• [Extracted text]:
▼

Summers at the Environmental Resilience Institute (ERI) have typically been a time of face-to-face meetings and events designed to connect Indiana youth, teachers, local governments, and others to environmental change experts and resources. The COVID-19 pandemic, however, forced ERI staff and affiliates to quickly adapt programming to a new reality of physical distancing and online interaction.
Despite the drastic change in format, ERI continued to advance its education and outreach mission this summer, successfully engaging Hoosiers across the state. ERI-sponsored outreach held this summer include a bird science camp for youth, a pair of teacher workshops on climate science and environmental change, and collaboration with Indiana cities to create climate action plans that address local greenhouse gas emissions.
In early June, ERI coordinated a virtual bird camp for youth in conjunction with the WonderLab Museum of Science, Health, and Technology. ERI Research Fellow Adam Fudickar and affiliates Eve and Sam Cusack joined forces to create a stimulating, week-long camp that gave participants an in-depth look at how researchers identify, observe, and study birds at Kent Farm, an IU Research and Teaching Reserve located east of Bloomington.

▲

• [Information provided]:

▼

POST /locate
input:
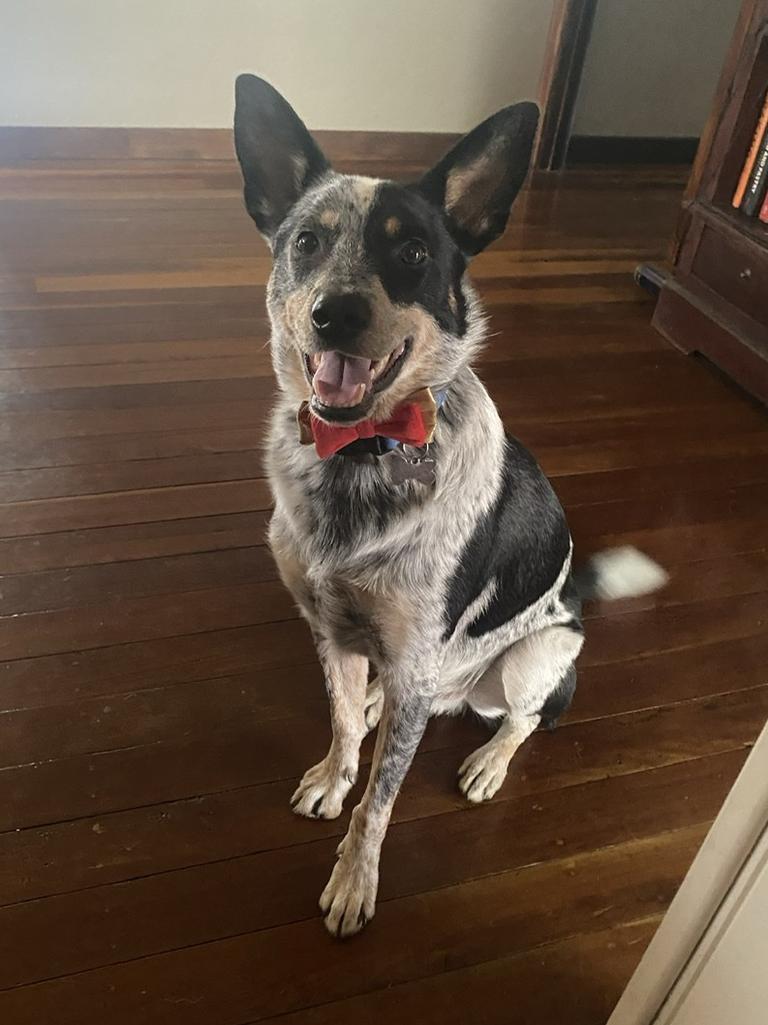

▲

• [What to work on]:
[a] In the passage about the Environmental Resilience Institute's summer outreach, which museum did ERI coordinate the virtual bird camp with?
[b] Pick up the passage about the Environmental Resilience Institute's summer outreach after its last sentence and continue writing it.

• [Numbered responses]:
[a] The WonderLab Museum of Science, Health, and Technology.

[b]
As part of the camp, the Cusacks delivered daily Zoom conference calls at Kent Farm to show youth how researchers catch birds in special netting, record information about each specimen, and place bands on their legs to track them. They led campers through bird banding exercises and gave presentations on the background and habits of each netted bird. To help camp participants deepen their understanding of ornithology, the Cusacks also provided each camper with a binder filled with activities and resources that they completed over the course of the week.
Fudickar and Cusack said they were very pleased with the response for the virtual camp and hope to expand its reach in the coming years. “I hope that all the kids who attended would be interested in coming to an in-person version of the camp next year,” said Eve Cusack. “I thought it was a lot of fun.”
In late June, ERI affiliates conducted the fourth annual Educating for Environmental Change Summer Science Institute, a pair of teacher workshops designed to help educators sharpen their curriculum on climate science and environmental change. A total of thirty-nine educators from Indiana and beyond participated virtually in the workshops. Indiana University researchers and experts volunteered their time to present on topics relevant to environmental change, and workshop coordinators curated and shared resources and lesson plans suitable for either in-person or online instruction.
“When you go to an online setting, you have to do a little more preparation,” said Adam Scribner, Director of STEM Education Initiatives for the Indiana University School of Education and one of the organizers of the workshop. “We had to think about the main topics we wanted to touch on, and what takeaways we wanted people to have. We all put a lot more thought into that this year.”
One of ERI’s most visible summer programs is the Resilience Cohort, an initiative designed to help local governments across the state measure local greenhouse gas emissions and create their own comprehensive climate action plans to mitigate those emissions.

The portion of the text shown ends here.